**Article**
# # # # # # #
Hydrogen-induced abnormal photoelectric behaviors

Upon excitation of plasmonic resonances, a series of hot carrier dynamics including generation, relaxation, transport take place in the thin-film Pt. Within the inelastic mean free path (tens of nanometer scale for most plasmonic metals), a substantial amount of generated hot carriers can reach the junction areas and then transfer into the carrier-accepting material that has low energy level. For the Schottky-type MIS contact, possible interfacial carrier separation mechanisms include thermal emission and quantum tunneling over the barrier, which result in constant photocurrent. In Fig. 2a, clear resonant characteristic was observed in the measured angle-dependent photocurrent response, which can be safely attributed to plasmonic induced light absorption as manifested by Fig. S2. The peak photocurrent responsivity (Rph) is found to be 9.4 mA W−1 that corresponds to an external quantum efficiency (ηEQE) of 1.1%. This plasmonic-induced photoelectric response mainly arises from the collection of hot electrons generated in Pt rather than the photovoltaic conversion occurring in the underlying Si substrate, which has an EQE only around 0.02% (that corresponds to a photocurrent responsivity of 0.19 mA W−1, see Supplementary Note 2 for more details). As shown in Fig. 2b, optical absorption at the resonant wavelength is highly localized in the lossy metal film, resulting in significantly higher power absorption per unit volume (Pabs) as compared to that of substrate.

Fig. 2: Hot electron based photoelectric conversion and the hydrogen molecular tailored response.
# # # # # # #
**Requests**
**A.** In the section on hydrogen-induced photoelectric behaviors, what is the peak photocurrent responsivity?
**B.** Continue the section on hydrogen-induced photoelectric behaviors from its last line.
The items that come next are separate material, unrelated to the section above.

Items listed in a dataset
# # # # # # #
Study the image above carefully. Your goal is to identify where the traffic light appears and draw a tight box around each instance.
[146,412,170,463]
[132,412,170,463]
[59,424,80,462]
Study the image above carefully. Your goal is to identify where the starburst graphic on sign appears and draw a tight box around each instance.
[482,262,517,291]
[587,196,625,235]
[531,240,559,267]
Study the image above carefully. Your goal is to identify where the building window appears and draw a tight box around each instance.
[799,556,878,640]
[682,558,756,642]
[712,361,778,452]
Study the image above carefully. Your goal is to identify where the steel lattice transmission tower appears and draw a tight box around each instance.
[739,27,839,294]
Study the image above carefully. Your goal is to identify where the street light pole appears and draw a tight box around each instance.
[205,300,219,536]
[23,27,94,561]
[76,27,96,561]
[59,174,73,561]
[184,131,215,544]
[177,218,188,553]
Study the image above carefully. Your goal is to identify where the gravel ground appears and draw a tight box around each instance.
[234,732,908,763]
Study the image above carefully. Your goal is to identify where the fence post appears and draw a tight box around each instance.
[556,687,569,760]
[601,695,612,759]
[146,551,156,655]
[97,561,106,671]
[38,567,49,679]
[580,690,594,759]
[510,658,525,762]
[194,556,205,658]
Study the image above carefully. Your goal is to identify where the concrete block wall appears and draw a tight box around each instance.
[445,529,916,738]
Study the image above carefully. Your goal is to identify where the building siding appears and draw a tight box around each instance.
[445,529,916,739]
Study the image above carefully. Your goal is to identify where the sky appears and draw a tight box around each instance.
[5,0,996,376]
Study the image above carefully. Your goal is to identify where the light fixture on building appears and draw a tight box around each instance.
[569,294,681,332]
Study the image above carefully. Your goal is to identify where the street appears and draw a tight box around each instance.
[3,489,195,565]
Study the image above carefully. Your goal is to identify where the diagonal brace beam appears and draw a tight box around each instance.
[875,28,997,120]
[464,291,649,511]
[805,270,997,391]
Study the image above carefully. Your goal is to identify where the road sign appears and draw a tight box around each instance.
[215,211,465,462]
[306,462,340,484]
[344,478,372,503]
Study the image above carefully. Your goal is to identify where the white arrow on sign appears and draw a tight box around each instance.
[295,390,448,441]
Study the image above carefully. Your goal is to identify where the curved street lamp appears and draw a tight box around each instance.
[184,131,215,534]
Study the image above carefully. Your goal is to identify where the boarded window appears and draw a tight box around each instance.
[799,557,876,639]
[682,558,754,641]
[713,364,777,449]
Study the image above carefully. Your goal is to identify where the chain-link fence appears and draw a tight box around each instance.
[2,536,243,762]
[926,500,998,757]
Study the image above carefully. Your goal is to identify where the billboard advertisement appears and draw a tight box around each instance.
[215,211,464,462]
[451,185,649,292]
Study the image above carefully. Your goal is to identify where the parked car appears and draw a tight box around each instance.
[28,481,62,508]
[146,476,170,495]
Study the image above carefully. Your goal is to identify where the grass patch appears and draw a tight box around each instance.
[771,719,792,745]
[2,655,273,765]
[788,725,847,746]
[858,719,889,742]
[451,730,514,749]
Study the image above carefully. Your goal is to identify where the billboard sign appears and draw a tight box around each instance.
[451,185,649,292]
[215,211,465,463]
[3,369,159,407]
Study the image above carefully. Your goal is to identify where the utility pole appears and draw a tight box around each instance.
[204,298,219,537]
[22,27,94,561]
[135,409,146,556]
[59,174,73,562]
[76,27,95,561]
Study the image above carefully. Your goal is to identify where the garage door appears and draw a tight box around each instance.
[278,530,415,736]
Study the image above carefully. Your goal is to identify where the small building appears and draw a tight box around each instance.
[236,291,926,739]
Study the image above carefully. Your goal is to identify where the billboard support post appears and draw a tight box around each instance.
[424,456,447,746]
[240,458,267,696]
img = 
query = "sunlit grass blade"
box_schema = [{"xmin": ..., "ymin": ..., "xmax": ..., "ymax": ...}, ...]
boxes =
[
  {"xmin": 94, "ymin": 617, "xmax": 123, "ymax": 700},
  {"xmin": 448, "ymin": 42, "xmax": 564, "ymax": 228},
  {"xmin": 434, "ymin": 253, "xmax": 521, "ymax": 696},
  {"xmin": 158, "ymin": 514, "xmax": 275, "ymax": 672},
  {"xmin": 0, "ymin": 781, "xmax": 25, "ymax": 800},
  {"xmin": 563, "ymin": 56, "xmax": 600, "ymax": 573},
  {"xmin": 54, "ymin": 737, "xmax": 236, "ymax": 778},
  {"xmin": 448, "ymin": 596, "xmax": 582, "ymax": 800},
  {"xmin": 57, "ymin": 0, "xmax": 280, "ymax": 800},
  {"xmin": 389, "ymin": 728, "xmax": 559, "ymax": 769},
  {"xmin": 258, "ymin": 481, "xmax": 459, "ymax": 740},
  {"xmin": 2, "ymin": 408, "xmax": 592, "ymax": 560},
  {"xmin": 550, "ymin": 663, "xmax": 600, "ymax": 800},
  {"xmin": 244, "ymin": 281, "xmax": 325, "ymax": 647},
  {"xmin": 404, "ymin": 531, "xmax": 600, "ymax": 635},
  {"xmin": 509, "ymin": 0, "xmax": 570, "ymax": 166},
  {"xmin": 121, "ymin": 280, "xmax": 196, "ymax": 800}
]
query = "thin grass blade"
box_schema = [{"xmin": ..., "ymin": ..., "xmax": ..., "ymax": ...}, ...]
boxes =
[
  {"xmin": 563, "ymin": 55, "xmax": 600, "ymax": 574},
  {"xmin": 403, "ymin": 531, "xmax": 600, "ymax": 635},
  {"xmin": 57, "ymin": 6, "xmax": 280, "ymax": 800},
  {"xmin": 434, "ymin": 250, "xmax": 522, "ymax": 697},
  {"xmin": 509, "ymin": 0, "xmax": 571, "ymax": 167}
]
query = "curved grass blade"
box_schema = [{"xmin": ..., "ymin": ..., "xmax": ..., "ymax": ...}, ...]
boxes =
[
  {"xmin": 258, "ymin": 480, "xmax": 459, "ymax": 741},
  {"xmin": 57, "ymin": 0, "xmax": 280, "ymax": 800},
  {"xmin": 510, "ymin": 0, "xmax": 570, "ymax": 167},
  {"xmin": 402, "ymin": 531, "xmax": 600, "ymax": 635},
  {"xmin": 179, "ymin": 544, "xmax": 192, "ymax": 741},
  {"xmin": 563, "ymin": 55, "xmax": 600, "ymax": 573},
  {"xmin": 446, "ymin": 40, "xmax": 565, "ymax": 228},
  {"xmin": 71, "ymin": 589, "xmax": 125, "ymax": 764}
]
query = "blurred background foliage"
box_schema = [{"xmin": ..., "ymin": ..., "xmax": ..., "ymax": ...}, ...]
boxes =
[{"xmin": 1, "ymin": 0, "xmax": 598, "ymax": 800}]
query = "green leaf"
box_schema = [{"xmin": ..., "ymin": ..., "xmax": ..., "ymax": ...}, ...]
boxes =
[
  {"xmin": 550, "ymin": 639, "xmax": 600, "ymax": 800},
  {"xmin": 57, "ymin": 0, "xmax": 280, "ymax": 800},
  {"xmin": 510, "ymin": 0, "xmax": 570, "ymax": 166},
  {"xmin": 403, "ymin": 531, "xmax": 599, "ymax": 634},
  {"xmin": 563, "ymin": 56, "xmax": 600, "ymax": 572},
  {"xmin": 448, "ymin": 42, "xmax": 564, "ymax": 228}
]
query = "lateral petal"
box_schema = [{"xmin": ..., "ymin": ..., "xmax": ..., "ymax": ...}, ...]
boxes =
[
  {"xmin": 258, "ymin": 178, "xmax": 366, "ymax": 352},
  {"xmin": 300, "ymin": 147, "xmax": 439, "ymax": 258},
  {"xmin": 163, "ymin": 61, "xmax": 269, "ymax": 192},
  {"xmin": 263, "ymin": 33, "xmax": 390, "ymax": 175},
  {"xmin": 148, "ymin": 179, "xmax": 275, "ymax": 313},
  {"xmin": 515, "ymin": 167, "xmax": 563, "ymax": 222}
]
# # # # # # #
**Results of the exercise**
**A.** 9.4 mA W−1

**B.**
figure 2

a Angle-dependent photocurrent responsivity of MIS junction with a negative voltage bias (Vb = −1 V). b Normalized power absorption per unit volume (Pabs, m−3) of the plasmonic structure. c The on-off photocurrent response of the MIS junction (Vb = 0 V) operating under air and H2 gas states. d The light and dark IV curves of the plasmonic MIS junction after long-term exposure to air and H2

Since the carrier dynamics involved in the interfacial hot electron transfer is ultrafast, such a photoelectric conversion scheme fundamentally exhibits a very high response speed that is solely limited by the RC parasitics of the electric structures. Experimental setup for the optoelectrical measurement is presented in Fig. S3. Figure 2c depicts the time-dependent photoelectric responses measured in air and hydrogen/air mixture (3% H2 in air) environments, respectively. The abrupt rise and fall in the current response due to light-on/off conditions validate the plasmonic MIS junction for fast photoelectric conversion in both gas states. Interestingly, there exists significant difference in the current on/off (light-to-dark) ratios between the results obtained in the air and H2-containing gas mixture environments. Apparently, a negative influence of hydrogen molecule on the interfacial carrier separation can be inferred from the considerably suppressed photocurrent response for the MIS junction exposure to the H2-containing mixture gas. The light and dark current–voltage (IV) characteristics of the MIS junction in the above two gas states are presented in Fig. 2d. With the built-in potential of the MIS junction, the dark IV curves are highly asymmetric that pointing to a clear rectifying behavior. Only a very small divergence can be observed in the two dark IV curves. Upon light illumination, the IV curve of the air state shifts downward into the fourth quadrant, which is identical to that of the typical junction-based photodetectors. In contrast, for the H2 inlet scenario, one can observe an abnormal S-shaped light IV curve, in which a large photocurrent kink appears at small biasing voltages. The existence of the kink effect enabled by plasmon excitation can yield significantly larger changes than the dark operation conditions. To this end, one can envisage using the plasmonic–catalytic Schottky junction system as an efficient photoelectric sensing paradigm that is completely different from the conventional electrical gas sensor based on the similar combination of catalytic metals with semiconductor structure.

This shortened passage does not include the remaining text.